====== ページ本文
AIと共存する時代、人間に求められる知恵とは

[暦本純一]東京大学大学院 情報学環 教授、ソニーコンピュータサイエンス研究所 副所長

前編で説明した人間拡張やIoAの技術が社会に展開されるようになると、日常の暮らしからオフィス、医療、教育、スポーツ、災害現場に至るまで、あらゆる局面で人間の能力がネットワークに乗って行き交うことになります。おそらく、その行き交う能力の中にAIが入ってくるでしょう。人間がやりとりする能力の一部はAIに置き換えられるかもしれないということです。

能力のモジュール化で、人間の価値がシビアに測られることに

AIも今のところはもちろん万能ではなくて、状況を総合的に勘案したうえで判断を下すというような思考は難しいでしょう。しかし、領域によっては認知能力が人間をしのぐほど向上していて、例えば医療画像から瞬間的に腫瘍の有無を判定するといったことはできます。熟練の医師も同じような高い認知能力を持っているわけですが、そういう高度ではあるが定型的な処理は機械に置き換わることになるでしょう。

今まで熟練者や専門家にしか備わっていなかった能力を機械が提供してくれるということで、そうした高度な能力がモジュール化されていきます。そして機械にできない能力に重きが置かれることになる。「変化に対応できる能力」が人間に求められることになるでしょうし、機械の能力によってさらに拡張される「ヒューマンオーグメンテーション」あるいは「ヒューマン-AIインテグレーション」の時代に突入すると思います。

原始時代は槍で獣を仕留められる人が一番生存能力が高かったけれども、今はそんなことができなくても生きていけますよね。必要とされる能力は時代によって変わるのは別にいまに始まったことではなく、その変化を見極めて柔軟に対応していける人が強みを発揮していくと思います。

同時に、能力をみんなでシェアできる社会は人間味が問われる社会でもあります。誰がしてもいい仕事が機械に置き換わってしまう一方で、人間として「この仕事は機械ではなく、あなたにしてもらいたい」と言ってもらう存在というのはあり得るし重要です。それはつまり、その人の人間としての価値が測られることでもあるのです。

生活インフラの自動化でベーシックインカムが実現

もう一つ、AIやテクノロジーの進化が働き方に与える影響として考えられるのが、ベーシックインカムの実現です。
============
====== 提供された情報
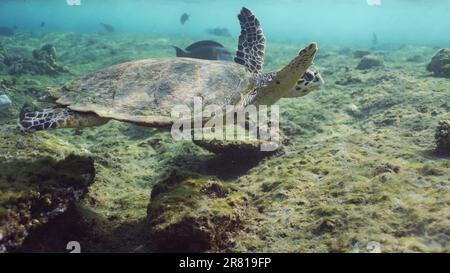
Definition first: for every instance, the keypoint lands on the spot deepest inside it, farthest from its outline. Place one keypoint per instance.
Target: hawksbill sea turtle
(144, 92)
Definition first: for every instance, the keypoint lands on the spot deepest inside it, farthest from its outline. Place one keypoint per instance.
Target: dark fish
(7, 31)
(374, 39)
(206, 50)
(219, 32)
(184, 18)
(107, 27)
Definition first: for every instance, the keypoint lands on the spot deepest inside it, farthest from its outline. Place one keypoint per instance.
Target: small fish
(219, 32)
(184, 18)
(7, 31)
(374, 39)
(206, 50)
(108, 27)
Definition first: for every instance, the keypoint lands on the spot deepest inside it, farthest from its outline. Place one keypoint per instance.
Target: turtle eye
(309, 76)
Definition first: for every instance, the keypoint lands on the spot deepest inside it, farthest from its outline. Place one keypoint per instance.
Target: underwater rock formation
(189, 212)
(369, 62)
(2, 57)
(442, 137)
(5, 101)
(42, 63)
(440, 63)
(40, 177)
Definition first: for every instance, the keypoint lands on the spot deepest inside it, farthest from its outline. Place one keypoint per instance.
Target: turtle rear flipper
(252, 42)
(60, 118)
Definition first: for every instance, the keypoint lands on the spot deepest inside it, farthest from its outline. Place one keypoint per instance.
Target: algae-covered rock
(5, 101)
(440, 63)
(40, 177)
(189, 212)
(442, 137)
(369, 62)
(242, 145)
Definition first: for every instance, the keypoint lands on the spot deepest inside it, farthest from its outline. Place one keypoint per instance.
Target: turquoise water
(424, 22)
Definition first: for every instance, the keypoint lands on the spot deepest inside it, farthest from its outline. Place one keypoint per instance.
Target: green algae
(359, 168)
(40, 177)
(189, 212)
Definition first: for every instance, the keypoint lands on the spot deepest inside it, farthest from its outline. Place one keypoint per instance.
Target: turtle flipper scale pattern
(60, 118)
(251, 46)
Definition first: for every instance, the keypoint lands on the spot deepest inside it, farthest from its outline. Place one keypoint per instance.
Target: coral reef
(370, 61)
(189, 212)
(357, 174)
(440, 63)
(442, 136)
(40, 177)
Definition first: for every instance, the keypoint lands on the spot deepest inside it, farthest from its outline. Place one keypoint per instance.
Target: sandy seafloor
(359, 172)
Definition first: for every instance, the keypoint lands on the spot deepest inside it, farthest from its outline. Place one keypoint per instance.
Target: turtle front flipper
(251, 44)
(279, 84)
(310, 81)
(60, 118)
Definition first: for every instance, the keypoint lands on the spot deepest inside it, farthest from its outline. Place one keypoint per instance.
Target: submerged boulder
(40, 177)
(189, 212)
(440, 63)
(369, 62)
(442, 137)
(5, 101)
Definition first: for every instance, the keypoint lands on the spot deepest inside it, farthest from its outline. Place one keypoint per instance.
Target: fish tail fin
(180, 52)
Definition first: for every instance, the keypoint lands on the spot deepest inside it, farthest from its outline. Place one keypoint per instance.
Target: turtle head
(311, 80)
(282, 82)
============
:: 取り組む課題 ::
上のページ本文のうち、「前編で説明した人間拡張やIo」から「き換わることになるでしょう。」までを一字も変えずに書き出しなさい。

:: 解答例 ::
前編で説明した人間拡張やIoAの技術が社会に展開されるようになると、日常の暮らしからオフィス、医療、教育、スポーツ、災害現場に至るまで、あらゆる局面で人間の能力がネットワークに乗って行き交うことになります。おそらく、その行き交う能力の中にAIが入ってくるでしょう。人間がやりとりする能力の一部はAIに置き換えられるかもしれないということです。

能力のモジュール化で、人間の価値がシビアに測られることに

AIも今のところはもちろん万能ではなくて、状況を総合的に勘案したうえで判断を下すというような思考は難しいでしょう。しかし、領域によっては認知能力が人間をしのぐほど向上していて、例えば医療画像から瞬間的に腫瘍の有無を判定するといったことはできます。熟練の医師も同じような高い認知能力を持っているわけですが、そういう高度ではあるが定型的な処理は機械に置き換わることになるでしょう。